PROBLEM TO SOLVE
Scan each line of the records for the word "below" and extract the ones that have it.
════
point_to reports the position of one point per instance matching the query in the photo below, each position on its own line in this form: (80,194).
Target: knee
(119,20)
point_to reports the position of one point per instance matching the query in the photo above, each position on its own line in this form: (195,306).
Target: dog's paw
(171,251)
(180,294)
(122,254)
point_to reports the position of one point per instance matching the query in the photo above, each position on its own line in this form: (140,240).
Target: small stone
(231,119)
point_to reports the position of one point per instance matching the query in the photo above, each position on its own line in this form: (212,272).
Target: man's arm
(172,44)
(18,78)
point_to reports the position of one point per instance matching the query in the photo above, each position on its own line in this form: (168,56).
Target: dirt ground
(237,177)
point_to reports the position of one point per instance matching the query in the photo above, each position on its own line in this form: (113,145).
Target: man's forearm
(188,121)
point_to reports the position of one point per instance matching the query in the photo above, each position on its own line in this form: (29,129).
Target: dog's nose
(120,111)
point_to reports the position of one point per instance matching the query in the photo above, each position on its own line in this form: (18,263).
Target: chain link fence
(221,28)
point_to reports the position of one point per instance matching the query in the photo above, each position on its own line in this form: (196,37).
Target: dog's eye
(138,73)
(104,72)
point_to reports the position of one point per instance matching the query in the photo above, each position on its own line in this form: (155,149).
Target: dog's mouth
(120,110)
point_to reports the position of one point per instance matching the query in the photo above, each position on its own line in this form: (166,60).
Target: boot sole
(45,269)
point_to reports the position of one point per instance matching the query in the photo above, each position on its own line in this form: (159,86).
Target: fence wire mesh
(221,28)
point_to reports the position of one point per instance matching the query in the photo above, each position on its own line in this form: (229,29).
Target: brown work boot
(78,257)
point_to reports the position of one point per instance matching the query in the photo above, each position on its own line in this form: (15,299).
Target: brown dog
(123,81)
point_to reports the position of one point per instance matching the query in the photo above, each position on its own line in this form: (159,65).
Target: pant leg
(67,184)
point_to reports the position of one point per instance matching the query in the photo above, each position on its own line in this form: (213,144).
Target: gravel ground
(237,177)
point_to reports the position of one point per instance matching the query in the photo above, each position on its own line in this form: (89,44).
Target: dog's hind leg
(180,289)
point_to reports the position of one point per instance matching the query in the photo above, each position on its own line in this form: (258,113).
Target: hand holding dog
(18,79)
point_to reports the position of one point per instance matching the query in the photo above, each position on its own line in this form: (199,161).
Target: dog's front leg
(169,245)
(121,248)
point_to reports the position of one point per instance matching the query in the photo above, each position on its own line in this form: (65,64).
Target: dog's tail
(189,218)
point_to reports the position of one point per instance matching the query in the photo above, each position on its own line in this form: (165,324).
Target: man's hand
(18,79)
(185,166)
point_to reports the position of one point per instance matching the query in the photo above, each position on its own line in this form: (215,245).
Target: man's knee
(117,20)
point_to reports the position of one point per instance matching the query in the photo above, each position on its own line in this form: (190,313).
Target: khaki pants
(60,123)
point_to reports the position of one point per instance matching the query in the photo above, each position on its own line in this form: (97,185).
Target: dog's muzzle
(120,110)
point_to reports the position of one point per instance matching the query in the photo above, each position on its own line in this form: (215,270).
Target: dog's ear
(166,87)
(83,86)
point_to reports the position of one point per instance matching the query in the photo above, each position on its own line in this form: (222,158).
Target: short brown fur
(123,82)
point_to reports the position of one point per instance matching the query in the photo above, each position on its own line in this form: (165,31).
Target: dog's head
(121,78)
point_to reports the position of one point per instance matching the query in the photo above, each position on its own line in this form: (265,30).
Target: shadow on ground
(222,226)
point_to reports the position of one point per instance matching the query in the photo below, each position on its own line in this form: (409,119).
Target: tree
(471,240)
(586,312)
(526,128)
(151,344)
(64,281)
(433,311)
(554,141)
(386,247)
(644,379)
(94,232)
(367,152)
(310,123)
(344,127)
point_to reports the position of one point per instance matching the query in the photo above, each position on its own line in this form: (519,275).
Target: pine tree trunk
════
SOLUTION TO THIS TASK
point_to reports the position of one point per instance matching the query in the photo below, each position on its own line in this form: (80,194).
point_to reports the position of one point per instance matching the query in the photo below, each position on its own line in this form: (409,119).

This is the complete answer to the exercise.